**PEDIDO ESCRITO**
Reproduza na íntegra, sem alterar nada, o trecho sobre a autonomia profissional dos professores.

━━ TRECHO SELECIONADO

A AUTONOMIA PROFISSIONAL ENQUANTO RESPONSABILIDADE ASSUMIDA

Baseada numa sondagem realizada junto aos pais (2002), que revela que, em se tratando de medir o grau de sucesso dos alunos, um número duas vezes maior de pais prefere a avaliação feita pelo professor aos testes padronizados, a Federação Canadense de Professores propõe seu próprio modelo de "responsabilização" (termo usado para traduzir a palavra accountability, do inglês). A promoção desse modelo constitui uma prioridade e ocupa bastante epaço nas publicações da Federação durante o período estudado. Esse modelo incorpora a avaliação das aprendizagens dos alunos, mas vai além, e engloba várias dimensões da prestação de contas dos estabelecimentos de ensino e dos professores.

Com o objetivo de respeitar o contrato moral implícito realizado entre a sociedade e o sistema público de educação, o modelo da Federação dá ênfase à avaliação feita em sala de aula (avaliação autêntica, portfolio, avaliação integrada ao currículo e ao ensino). Trata-se de uma avaliação individualizada, fundamentada numa variedade de dados e de situações, que permite compor o quadro completo com base em semanas e meses de trabalho em sala de aula, pois, segundo a Federação, uma avaliação de qualidade em sala de aula acompanha naturalmente um ensino de qualidade. Esse modelo busca respeitar o julgamento dos professores e sua autonomia profissional.

━━━━
━━ SEÇÃO DE DADOS

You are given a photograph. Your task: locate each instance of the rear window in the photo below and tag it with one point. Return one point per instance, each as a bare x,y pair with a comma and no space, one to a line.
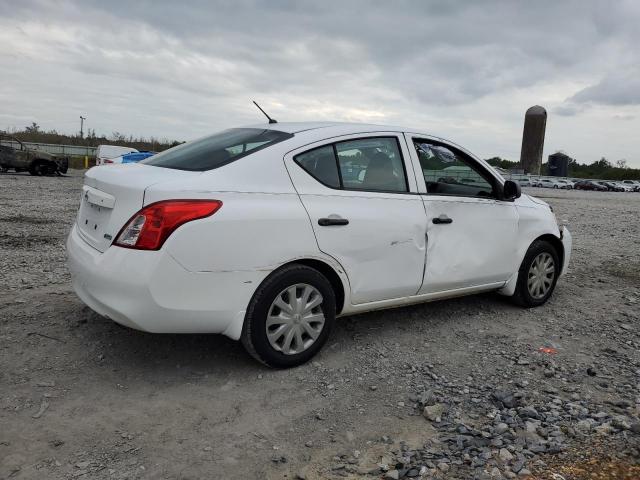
217,150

━━━━

**RESPOSTA AO EXERCÍCIO**
A AUTONOMIA PROFISSIONAL ENQUANTO RESPONSABILIDADE ASSUMIDA

Baseada numa sondagem realizada junto aos pais (2002), que revela que, em se tratando de medir o grau de sucesso dos alunos, um número duas vezes maior de pais prefere a avaliação feita pelo professor aos testes padronizados, a Federação Canadense de Professores propõe seu próprio modelo de "responsabilização" (termo usado para traduzir a palavra accountability, do inglês). A promoção desse modelo constitui uma prioridade e ocupa bastante epaço nas publicações da Federação durante o período estudado. Esse modelo incorpora a avaliação das aprendizagens dos alunos, mas vai além, e engloba várias dimensões da prestação de contas dos estabelecimentos de ensino e dos professores.

Com o objetivo de respeitar o contrato moral implícito realizado entre a sociedade e o sistema público de educação, o modelo da Federação dá ênfase à avaliação feita em sala de aula (avaliação autêntica, portfolio, avaliação integrada ao currículo e ao ensino). Trata-se de uma avaliação individualizada, fundamentada numa variedade de dados e de situações, que permite compor o quadro completo com base em semanas e meses de trabalho em sala de aula, pois, segundo a Federação, uma avaliação de qualidade em sala de aula acompanha naturalmente um ensino de qualidade. Esse modelo busca respeitar o julgamento dos professores e sua autonomia profissional.